▸ GIVEN TASK:
Please rewrite the material below, switching every "response point" to "marked point" and leaving everything else unchanged.

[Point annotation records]
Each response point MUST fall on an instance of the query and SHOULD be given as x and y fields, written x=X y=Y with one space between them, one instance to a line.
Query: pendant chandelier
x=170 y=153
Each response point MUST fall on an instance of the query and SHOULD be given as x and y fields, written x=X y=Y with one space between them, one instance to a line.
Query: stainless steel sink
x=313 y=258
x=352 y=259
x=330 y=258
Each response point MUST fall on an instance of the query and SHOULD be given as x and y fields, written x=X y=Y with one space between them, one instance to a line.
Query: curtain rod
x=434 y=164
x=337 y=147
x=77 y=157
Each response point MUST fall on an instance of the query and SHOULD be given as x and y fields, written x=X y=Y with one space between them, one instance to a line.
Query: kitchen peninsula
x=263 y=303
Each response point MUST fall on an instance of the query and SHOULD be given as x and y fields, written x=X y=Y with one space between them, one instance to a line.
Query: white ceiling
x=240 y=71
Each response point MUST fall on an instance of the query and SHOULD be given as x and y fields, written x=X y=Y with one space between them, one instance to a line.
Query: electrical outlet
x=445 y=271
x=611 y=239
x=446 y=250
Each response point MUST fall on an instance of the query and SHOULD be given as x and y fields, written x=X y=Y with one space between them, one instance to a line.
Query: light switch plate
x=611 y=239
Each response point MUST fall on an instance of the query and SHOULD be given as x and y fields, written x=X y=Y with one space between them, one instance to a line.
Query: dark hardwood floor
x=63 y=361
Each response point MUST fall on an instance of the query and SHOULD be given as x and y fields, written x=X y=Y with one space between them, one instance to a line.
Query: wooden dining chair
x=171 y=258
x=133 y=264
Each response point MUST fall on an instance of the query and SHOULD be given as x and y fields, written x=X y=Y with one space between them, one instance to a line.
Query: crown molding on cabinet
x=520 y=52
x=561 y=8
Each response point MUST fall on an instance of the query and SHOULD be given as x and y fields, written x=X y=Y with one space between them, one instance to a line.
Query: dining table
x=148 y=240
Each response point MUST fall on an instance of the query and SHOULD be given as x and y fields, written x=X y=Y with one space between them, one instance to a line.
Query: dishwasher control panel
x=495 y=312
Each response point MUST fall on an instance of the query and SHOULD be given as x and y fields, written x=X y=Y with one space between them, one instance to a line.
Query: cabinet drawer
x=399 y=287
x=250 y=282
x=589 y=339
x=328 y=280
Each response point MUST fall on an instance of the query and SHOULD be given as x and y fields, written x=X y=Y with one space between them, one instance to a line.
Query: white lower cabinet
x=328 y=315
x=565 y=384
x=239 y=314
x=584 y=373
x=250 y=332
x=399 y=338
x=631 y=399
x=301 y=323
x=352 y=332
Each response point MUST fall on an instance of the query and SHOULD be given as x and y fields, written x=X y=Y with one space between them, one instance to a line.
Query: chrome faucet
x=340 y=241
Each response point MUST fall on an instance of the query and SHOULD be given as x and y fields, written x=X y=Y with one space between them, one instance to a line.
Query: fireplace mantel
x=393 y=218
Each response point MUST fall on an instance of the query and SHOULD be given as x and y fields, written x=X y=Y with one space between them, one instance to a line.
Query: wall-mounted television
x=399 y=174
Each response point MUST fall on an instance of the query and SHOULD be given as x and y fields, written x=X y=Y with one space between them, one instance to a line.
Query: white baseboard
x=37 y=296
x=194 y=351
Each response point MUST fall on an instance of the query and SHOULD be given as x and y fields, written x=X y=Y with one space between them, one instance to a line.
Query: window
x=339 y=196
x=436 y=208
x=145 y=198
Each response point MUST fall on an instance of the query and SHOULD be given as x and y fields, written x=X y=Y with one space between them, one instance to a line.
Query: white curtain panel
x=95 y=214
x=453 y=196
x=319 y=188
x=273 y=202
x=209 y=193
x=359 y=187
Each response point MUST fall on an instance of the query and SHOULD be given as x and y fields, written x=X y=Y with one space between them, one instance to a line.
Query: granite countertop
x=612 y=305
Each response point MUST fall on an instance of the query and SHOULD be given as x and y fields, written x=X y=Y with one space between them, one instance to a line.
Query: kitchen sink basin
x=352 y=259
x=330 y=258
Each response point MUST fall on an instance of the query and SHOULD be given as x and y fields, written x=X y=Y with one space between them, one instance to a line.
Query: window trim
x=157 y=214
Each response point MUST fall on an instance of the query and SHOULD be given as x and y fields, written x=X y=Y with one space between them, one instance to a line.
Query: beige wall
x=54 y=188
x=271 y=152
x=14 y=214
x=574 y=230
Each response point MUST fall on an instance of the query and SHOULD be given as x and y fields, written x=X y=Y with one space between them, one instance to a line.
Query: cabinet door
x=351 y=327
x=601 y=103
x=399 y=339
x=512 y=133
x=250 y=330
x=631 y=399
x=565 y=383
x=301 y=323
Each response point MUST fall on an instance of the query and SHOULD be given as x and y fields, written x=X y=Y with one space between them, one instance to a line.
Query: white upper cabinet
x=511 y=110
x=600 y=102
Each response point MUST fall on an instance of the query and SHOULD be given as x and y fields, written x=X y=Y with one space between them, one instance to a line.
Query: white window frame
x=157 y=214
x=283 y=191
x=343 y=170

▸ FULL SOLUTION:
Each marked point MUST fall on an instance of the query and SHOULD be given as x and y fields, written x=X y=Y with one space between them, one instance to a line.
Query: pendant chandelier
x=170 y=153
Each marked point MUST fall on an instance of the query and SHOULD be given as x and y fields, written x=X y=Y with one space between them, one instance to a line.
Query: stainless steel sink
x=313 y=258
x=352 y=259
x=330 y=258
Each marked point MUST fall on an instance of the query and SHOULD be given as x and y fields, written x=X y=Y with one space between them, one instance to a line.
Query: curtain rod
x=434 y=164
x=337 y=147
x=77 y=157
Each marked point MUST fall on an instance of the query and SHOULD be given as x and y fields, written x=X y=Y with one space between them, one instance to a line.
Query: kitchen peninsula
x=263 y=303
Each marked point MUST fall on an instance of the query and SHOULD be given as x and y fields, written x=X y=Y with one space between them, one instance to a line.
Query: white ceiling
x=240 y=71
Each marked point MUST fall on an instance of the query and SHOULD be given as x and y fields, written x=X y=Y with one space between them, one instance to a line.
Query: electrical outlet
x=445 y=271
x=611 y=239
x=446 y=250
Each marked point MUST fall on an instance of the query and SHOULD be given as x and y fields, written x=X y=Y with one space between them, one instance to a line.
Query: light switch plate
x=611 y=239
Each marked point MUST fall on an instance of the query and SHOULD be given as x and y fields, written x=X y=Y with one space between them, one instance to a line.
Query: dark hardwood floor
x=63 y=361
Each marked point MUST fall on an instance of the query and SHOULD be given as x and y fields, written x=X y=Y with one space between them, one instance to a line.
Query: wooden dining chair
x=171 y=258
x=133 y=264
Each marked point MUST fall on an instance of the query and SHOULD be given as x and y fields, written x=X y=Y with one space between them, one instance to a line.
Query: crown molding on cabinet
x=520 y=52
x=561 y=8
Each marked point MUST fall on an instance of the query and SHOULD be given as x and y fields, written x=X y=Y with one space between them, one instance to a line.
Query: dining table
x=148 y=240
Each marked point MUST fall on an instance of the query and SHOULD be given as x and y fields, written x=X y=Y with one space between them, one instance to a line.
Query: dishwasher control panel
x=495 y=312
Each marked point MUST fall on an instance of the query and SHOULD be given as x and y fields, written x=X y=Y with one space between them, one instance to a line.
Query: cabinet drawer
x=399 y=287
x=250 y=282
x=589 y=339
x=328 y=280
Each marked point MUST fall on an instance of the query and SHOULD be given as x and y fields, written x=X y=Y with one space between them, one instance to a line.
Query: white lower cabinet
x=328 y=315
x=565 y=384
x=239 y=314
x=584 y=373
x=250 y=332
x=399 y=338
x=631 y=399
x=301 y=323
x=352 y=332
Each marked point MUST fall on an instance of the query and SHOULD be given as x and y fields, written x=X y=Y with one space between them, one instance to a line.
Query: chrome faucet
x=340 y=241
Each marked point MUST fall on an instance of the query and SHOULD be given as x and y fields, written x=X y=Y with one space between them, one instance to a line.
Query: fireplace mantel
x=393 y=218
Each marked point MUST fall on an instance of the query and SHOULD be given as x and y fields, written x=X y=Y with one space between them, one instance to a line.
Query: wall-mounted television
x=399 y=174
Each marked point MUST fall on an instance of the query and SHOULD be given as x and y fields, written x=X y=Y with one space between them, one instance to a line.
Query: white baseboard
x=37 y=296
x=194 y=351
Each marked point MUST fall on an instance of the query and SHOULD be given as x and y fields, written x=X y=Y with one space between them, one instance to a line.
Query: window
x=339 y=196
x=436 y=208
x=145 y=198
Each marked point MUST fall on an instance of the query and SHOULD be given as x and y fields, written x=X y=Y with one space between them, one instance to a line.
Query: white curtain panel
x=95 y=214
x=453 y=196
x=319 y=188
x=273 y=202
x=209 y=193
x=359 y=187
Each marked point MUST fall on an instance of the query and SHOULD be given as x and y fields, written x=X y=Y with one space between them, one instance to a line.
Query: granite countertop
x=612 y=305
Each marked point MUST fall on an instance of the query and SHOULD be given as x and y fields, written x=X y=Y with one space between them, one instance to a line.
Query: kitchen sink basin
x=352 y=259
x=330 y=258
Each marked point MUST fall on an instance of the query and SHOULD be given as x and y fields, written x=X y=Y with one space between them, one instance to a line.
Query: window trim
x=157 y=214
Each marked point MUST fall on an instance of the query and SHOULD be given as x and y fields, written x=X y=Y with one space between them, one instance to a line.
Query: beige wall
x=54 y=188
x=271 y=152
x=14 y=214
x=574 y=230
Each marked point MUST fall on an instance of the query and SHOULD be given as x and y fields, written x=X y=Y with one space between them, one instance to a line.
Query: cabinet door
x=351 y=327
x=601 y=103
x=399 y=339
x=512 y=133
x=250 y=330
x=631 y=399
x=565 y=383
x=301 y=323
Each marked point MUST fall on an instance of the query and SHOULD be given as x and y fields, written x=X y=Y with one space between them, one instance to a line.
Query: white upper cabinet
x=511 y=110
x=600 y=102
Each marked point MUST fall on an instance of the query and SHOULD be given as x and y fields, written x=X y=Y with one space between them, one instance to a line.
Query: white window frame
x=157 y=214
x=283 y=191
x=343 y=170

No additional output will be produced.